### TASK PROMPT
Copy out everything from the start of the listing below down to and including the line that contains "150 13 L 145", leaving the pictures out.

[Image boundary labeling listing]
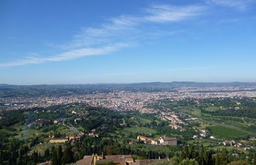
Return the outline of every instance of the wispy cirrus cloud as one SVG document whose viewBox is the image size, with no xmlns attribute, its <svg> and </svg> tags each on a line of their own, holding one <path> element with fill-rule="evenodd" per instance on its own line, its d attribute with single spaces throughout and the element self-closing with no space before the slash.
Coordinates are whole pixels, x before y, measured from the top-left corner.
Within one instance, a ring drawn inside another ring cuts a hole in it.
<svg viewBox="0 0 256 165">
<path fill-rule="evenodd" d="M 255 2 L 254 0 L 207 0 L 207 2 L 245 10 Z"/>
<path fill-rule="evenodd" d="M 157 33 L 155 29 L 142 27 L 147 23 L 157 26 L 163 23 L 184 21 L 203 13 L 204 5 L 152 5 L 139 16 L 122 15 L 111 18 L 96 27 L 81 28 L 73 39 L 63 44 L 51 44 L 51 48 L 62 52 L 57 55 L 23 57 L 14 62 L 0 63 L 0 67 L 36 64 L 51 61 L 67 61 L 87 56 L 107 55 L 130 46 L 148 34 Z M 159 32 L 158 34 L 161 34 Z M 166 32 L 165 34 L 173 34 Z"/>
<path fill-rule="evenodd" d="M 150 13 L 145 20 L 153 22 L 172 22 L 190 19 L 202 14 L 205 10 L 202 5 L 190 5 L 176 7 L 170 5 L 156 5 L 146 10 Z"/>
<path fill-rule="evenodd" d="M 99 48 L 83 48 L 67 51 L 55 56 L 46 57 L 25 57 L 14 62 L 0 63 L 0 67 L 36 64 L 51 61 L 71 60 L 87 56 L 102 55 L 127 46 L 126 43 L 117 43 Z"/>
</svg>

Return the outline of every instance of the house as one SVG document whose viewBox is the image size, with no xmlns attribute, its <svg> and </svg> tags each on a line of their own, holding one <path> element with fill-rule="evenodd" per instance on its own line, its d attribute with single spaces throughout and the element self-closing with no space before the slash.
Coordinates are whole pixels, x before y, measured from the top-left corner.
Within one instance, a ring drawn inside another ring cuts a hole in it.
<svg viewBox="0 0 256 165">
<path fill-rule="evenodd" d="M 98 156 L 97 154 L 92 156 L 84 156 L 82 160 L 76 161 L 78 165 L 95 165 L 96 164 L 105 164 L 111 162 L 117 165 L 126 165 L 133 162 L 131 155 L 117 155 L 105 156 L 103 154 Z"/>
<path fill-rule="evenodd" d="M 163 145 L 170 145 L 170 146 L 176 146 L 177 145 L 177 139 L 176 137 L 161 137 L 159 139 L 160 144 Z"/>
<path fill-rule="evenodd" d="M 151 140 L 151 139 L 150 139 L 149 137 L 147 137 L 140 135 L 137 136 L 137 139 L 138 140 L 140 139 L 141 141 L 146 142 L 148 140 Z"/>
<path fill-rule="evenodd" d="M 129 165 L 147 165 L 155 164 L 160 162 L 169 161 L 168 159 L 148 159 L 148 160 L 135 160 L 134 162 L 129 163 Z"/>
<path fill-rule="evenodd" d="M 52 138 L 49 140 L 49 143 L 66 143 L 69 141 L 69 138 Z"/>
<path fill-rule="evenodd" d="M 78 165 L 95 165 L 97 164 L 113 163 L 116 165 L 146 165 L 159 162 L 169 161 L 169 159 L 133 160 L 131 155 L 104 155 L 97 154 L 86 155 L 76 161 Z"/>
<path fill-rule="evenodd" d="M 75 119 L 74 121 L 75 124 L 78 124 L 82 122 L 82 119 L 80 118 L 76 118 L 76 119 Z"/>
</svg>

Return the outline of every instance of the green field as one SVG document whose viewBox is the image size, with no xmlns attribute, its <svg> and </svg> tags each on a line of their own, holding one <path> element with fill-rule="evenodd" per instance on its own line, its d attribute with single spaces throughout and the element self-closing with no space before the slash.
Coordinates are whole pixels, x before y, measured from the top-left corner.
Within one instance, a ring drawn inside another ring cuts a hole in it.
<svg viewBox="0 0 256 165">
<path fill-rule="evenodd" d="M 246 136 L 248 134 L 243 131 L 226 128 L 220 125 L 208 127 L 211 130 L 213 136 L 219 138 L 231 139 Z"/>
<path fill-rule="evenodd" d="M 126 128 L 124 129 L 124 130 L 131 132 L 133 133 L 139 133 L 144 134 L 152 134 L 157 133 L 156 130 L 146 127 L 134 127 L 130 128 Z"/>
</svg>

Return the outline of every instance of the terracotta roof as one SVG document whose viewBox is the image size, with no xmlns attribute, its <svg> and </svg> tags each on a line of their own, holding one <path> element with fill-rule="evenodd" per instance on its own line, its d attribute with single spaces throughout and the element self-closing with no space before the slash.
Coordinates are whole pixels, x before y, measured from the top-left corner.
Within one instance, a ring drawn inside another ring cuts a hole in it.
<svg viewBox="0 0 256 165">
<path fill-rule="evenodd" d="M 151 138 L 149 138 L 149 137 L 145 137 L 145 136 L 139 136 L 139 137 L 140 137 L 140 138 L 143 138 L 143 139 L 151 139 Z"/>
<path fill-rule="evenodd" d="M 78 165 L 91 165 L 93 159 L 92 156 L 84 156 L 82 160 L 77 161 L 76 164 Z"/>
<path fill-rule="evenodd" d="M 161 161 L 167 161 L 167 159 L 149 159 L 149 160 L 136 160 L 134 162 L 129 163 L 131 165 L 147 165 L 149 164 L 155 164 Z"/>
<path fill-rule="evenodd" d="M 131 155 L 104 155 L 104 158 L 106 160 L 133 158 Z"/>
<path fill-rule="evenodd" d="M 177 139 L 176 137 L 166 137 L 165 138 L 162 138 L 164 141 L 177 140 Z"/>
<path fill-rule="evenodd" d="M 132 158 L 121 158 L 121 159 L 113 159 L 113 160 L 111 160 L 111 159 L 102 159 L 102 160 L 97 160 L 96 161 L 96 164 L 99 163 L 99 164 L 104 164 L 106 163 L 107 162 L 113 162 L 114 164 L 121 164 L 122 163 L 124 163 L 125 164 L 126 164 L 126 161 L 133 161 L 133 159 Z"/>
</svg>

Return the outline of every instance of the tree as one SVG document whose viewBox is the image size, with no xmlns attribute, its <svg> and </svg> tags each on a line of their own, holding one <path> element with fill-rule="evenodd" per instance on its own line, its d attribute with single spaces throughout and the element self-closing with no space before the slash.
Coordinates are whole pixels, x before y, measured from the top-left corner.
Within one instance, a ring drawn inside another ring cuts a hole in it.
<svg viewBox="0 0 256 165">
<path fill-rule="evenodd" d="M 185 145 L 180 157 L 180 161 L 181 162 L 183 160 L 189 158 L 189 146 Z"/>
<path fill-rule="evenodd" d="M 62 160 L 64 164 L 70 163 L 73 161 L 73 152 L 71 150 L 70 146 L 69 145 L 64 150 Z"/>
<path fill-rule="evenodd" d="M 217 155 L 215 157 L 215 165 L 220 165 L 219 154 L 217 154 Z"/>
<path fill-rule="evenodd" d="M 57 152 L 55 151 L 54 151 L 53 154 L 52 154 L 52 165 L 58 165 L 58 158 L 57 157 Z"/>
<path fill-rule="evenodd" d="M 57 158 L 59 164 L 61 164 L 62 155 L 62 147 L 61 145 L 59 145 L 57 148 Z"/>
<path fill-rule="evenodd" d="M 253 165 L 256 165 L 256 152 L 254 153 L 254 161 L 252 163 Z"/>
<path fill-rule="evenodd" d="M 239 160 L 229 163 L 228 164 L 228 165 L 248 165 L 248 163 L 246 161 L 243 160 Z"/>
<path fill-rule="evenodd" d="M 189 159 L 186 158 L 183 160 L 181 164 L 181 165 L 199 165 L 198 162 L 197 162 L 195 159 Z"/>
</svg>

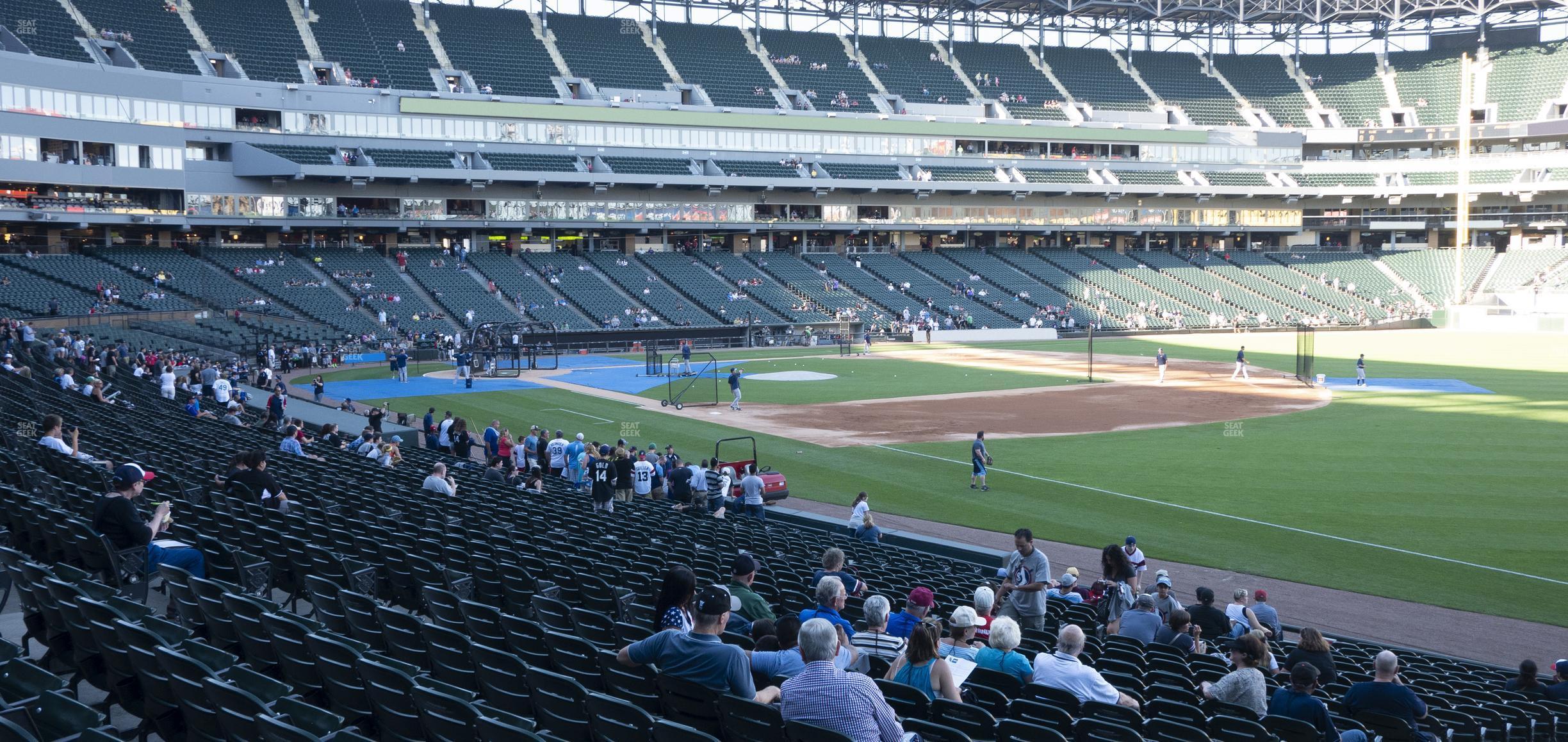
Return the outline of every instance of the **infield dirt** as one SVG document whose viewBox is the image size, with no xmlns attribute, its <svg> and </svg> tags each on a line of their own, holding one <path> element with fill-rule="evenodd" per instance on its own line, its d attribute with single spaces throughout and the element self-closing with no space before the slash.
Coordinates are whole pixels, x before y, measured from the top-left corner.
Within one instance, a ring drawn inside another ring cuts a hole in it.
<svg viewBox="0 0 1568 742">
<path fill-rule="evenodd" d="M 898 350 L 891 356 L 974 369 L 1008 369 L 1052 376 L 1087 376 L 1082 353 L 1027 350 L 941 348 Z M 845 364 L 875 367 L 880 358 L 850 356 Z M 1251 380 L 1231 380 L 1234 364 L 1178 361 L 1159 383 L 1154 361 L 1138 356 L 1094 356 L 1094 381 L 1066 386 L 989 392 L 911 395 L 822 405 L 743 405 L 742 413 L 723 408 L 684 411 L 624 395 L 627 402 L 666 414 L 713 420 L 767 431 L 817 446 L 875 446 L 895 442 L 956 441 L 974 438 L 1068 436 L 1115 430 L 1163 428 L 1243 420 L 1319 408 L 1327 389 L 1308 387 L 1278 370 L 1250 367 Z M 549 386 L 580 389 L 560 380 L 532 378 Z M 891 381 L 891 380 L 889 380 Z M 622 397 L 594 389 L 588 394 Z"/>
</svg>

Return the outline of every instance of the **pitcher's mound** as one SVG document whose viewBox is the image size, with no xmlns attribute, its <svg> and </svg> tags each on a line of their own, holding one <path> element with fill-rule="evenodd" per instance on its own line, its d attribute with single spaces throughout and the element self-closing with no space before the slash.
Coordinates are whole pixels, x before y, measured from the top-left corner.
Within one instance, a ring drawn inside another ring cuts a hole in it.
<svg viewBox="0 0 1568 742">
<path fill-rule="evenodd" d="M 771 372 L 771 373 L 746 373 L 746 378 L 757 381 L 826 381 L 829 378 L 839 378 L 839 375 L 818 373 L 818 372 Z"/>
</svg>

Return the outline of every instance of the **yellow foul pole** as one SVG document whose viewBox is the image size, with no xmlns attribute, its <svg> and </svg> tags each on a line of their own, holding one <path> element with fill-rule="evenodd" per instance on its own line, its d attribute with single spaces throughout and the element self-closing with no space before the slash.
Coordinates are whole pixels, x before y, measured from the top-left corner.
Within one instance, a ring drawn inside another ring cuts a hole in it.
<svg viewBox="0 0 1568 742">
<path fill-rule="evenodd" d="M 1454 298 L 1458 304 L 1465 300 L 1465 248 L 1469 246 L 1469 157 L 1471 157 L 1471 58 L 1460 55 L 1460 177 L 1458 204 L 1454 209 L 1457 224 L 1454 229 Z"/>
</svg>

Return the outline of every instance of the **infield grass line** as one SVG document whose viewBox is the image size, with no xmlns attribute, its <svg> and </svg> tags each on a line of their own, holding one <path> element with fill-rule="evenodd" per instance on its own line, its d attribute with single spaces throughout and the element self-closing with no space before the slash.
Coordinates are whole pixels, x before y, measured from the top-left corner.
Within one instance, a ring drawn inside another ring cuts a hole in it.
<svg viewBox="0 0 1568 742">
<path fill-rule="evenodd" d="M 604 417 L 599 417 L 599 416 L 596 416 L 596 414 L 588 414 L 588 413 L 579 413 L 579 411 L 575 411 L 575 409 L 566 409 L 566 408 L 558 408 L 558 406 L 552 406 L 552 408 L 549 408 L 549 409 L 543 409 L 543 413 L 568 413 L 568 414 L 580 414 L 580 416 L 583 416 L 583 417 L 593 417 L 593 419 L 596 419 L 596 420 L 599 420 L 599 422 L 615 422 L 615 420 L 607 420 L 607 419 L 604 419 Z"/>
<path fill-rule="evenodd" d="M 883 446 L 883 444 L 872 444 L 872 446 L 875 446 L 878 449 L 894 450 L 894 452 L 898 452 L 898 453 L 908 453 L 911 456 L 931 458 L 931 460 L 936 460 L 936 461 L 947 461 L 947 463 L 952 463 L 952 464 L 961 464 L 961 466 L 969 466 L 971 464 L 969 461 L 958 461 L 956 458 L 933 456 L 930 453 L 920 453 L 920 452 L 916 452 L 916 450 L 894 449 L 892 446 Z M 1008 469 L 997 469 L 994 466 L 988 466 L 986 471 L 994 471 L 994 472 L 1002 472 L 1002 474 L 1011 474 L 1014 477 L 1024 477 L 1024 478 L 1032 478 L 1032 480 L 1038 480 L 1038 482 L 1049 482 L 1052 485 L 1074 486 L 1074 488 L 1079 488 L 1079 489 L 1088 489 L 1091 493 L 1101 493 L 1101 494 L 1110 494 L 1110 496 L 1115 496 L 1115 497 L 1124 497 L 1124 499 L 1129 499 L 1129 500 L 1148 502 L 1151 505 L 1163 505 L 1163 507 L 1170 507 L 1170 508 L 1187 510 L 1190 513 L 1201 513 L 1201 515 L 1209 515 L 1209 516 L 1215 516 L 1215 518 L 1226 518 L 1226 519 L 1231 519 L 1231 521 L 1250 522 L 1253 526 L 1267 526 L 1270 529 L 1289 530 L 1289 532 L 1303 533 L 1303 535 L 1308 535 L 1308 536 L 1328 538 L 1328 540 L 1342 541 L 1342 543 L 1347 543 L 1347 544 L 1369 546 L 1372 549 L 1385 549 L 1385 551 L 1392 551 L 1392 552 L 1399 552 L 1399 554 L 1406 554 L 1406 555 L 1411 555 L 1411 557 L 1422 557 L 1422 558 L 1432 558 L 1432 560 L 1438 560 L 1438 562 L 1447 562 L 1450 565 L 1474 566 L 1475 569 L 1488 569 L 1488 571 L 1494 571 L 1494 573 L 1512 574 L 1515 577 L 1529 577 L 1529 579 L 1534 579 L 1534 580 L 1551 582 L 1554 585 L 1568 585 L 1568 582 L 1565 582 L 1565 580 L 1559 580 L 1559 579 L 1552 579 L 1552 577 L 1541 577 L 1540 574 L 1516 573 L 1513 569 L 1504 569 L 1501 566 L 1477 565 L 1474 562 L 1465 562 L 1465 560 L 1460 560 L 1460 558 L 1439 557 L 1436 554 L 1424 554 L 1424 552 L 1419 552 L 1419 551 L 1400 549 L 1397 546 L 1375 544 L 1375 543 L 1370 543 L 1370 541 L 1358 541 L 1355 538 L 1336 536 L 1333 533 L 1320 533 L 1320 532 L 1316 532 L 1316 530 L 1297 529 L 1295 526 L 1279 526 L 1278 522 L 1258 521 L 1254 518 L 1245 518 L 1245 516 L 1239 516 L 1239 515 L 1220 513 L 1220 511 L 1215 511 L 1215 510 L 1195 508 L 1192 505 L 1181 505 L 1181 504 L 1176 504 L 1176 502 L 1156 500 L 1152 497 L 1140 497 L 1137 494 L 1116 493 L 1113 489 L 1102 489 L 1102 488 L 1090 486 L 1090 485 L 1079 485 L 1077 482 L 1063 482 L 1063 480 L 1049 478 L 1049 477 L 1038 477 L 1038 475 L 1033 475 L 1033 474 L 1014 472 L 1014 471 L 1008 471 Z"/>
</svg>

### CORRECT OUTPUT
Return the outline of every instance of the wispy cirrus cloud as one SVG document whose viewBox is the image size, with no xmlns attribute, its <svg> and </svg> tags each on a line of their own, holding one <path> element with fill-rule="evenodd" per instance on its own line, its d attribute with single spaces throughout and the element self-closing with no space before the slash.
Coordinates are whole pixels, x before y, measured from the top-left corner.
Within one instance, a ring drawn inside another ring cuts a hole in it.
<svg viewBox="0 0 256 165">
<path fill-rule="evenodd" d="M 255 2 L 254 0 L 207 0 L 207 2 L 245 10 Z"/>
<path fill-rule="evenodd" d="M 157 33 L 155 29 L 142 27 L 147 23 L 157 26 L 163 23 L 184 21 L 203 13 L 204 5 L 152 5 L 139 16 L 122 15 L 111 18 L 96 27 L 81 28 L 73 39 L 63 44 L 51 44 L 51 48 L 62 52 L 57 55 L 23 57 L 14 62 L 0 63 L 0 67 L 36 64 L 51 61 L 67 61 L 87 56 L 107 55 L 130 46 L 148 34 Z M 159 32 L 158 34 L 161 34 Z M 166 32 L 165 34 L 173 34 Z"/>
<path fill-rule="evenodd" d="M 150 13 L 145 20 L 153 22 L 172 22 L 190 19 L 202 14 L 205 10 L 202 5 L 190 5 L 176 7 L 170 5 L 156 5 L 146 10 Z"/>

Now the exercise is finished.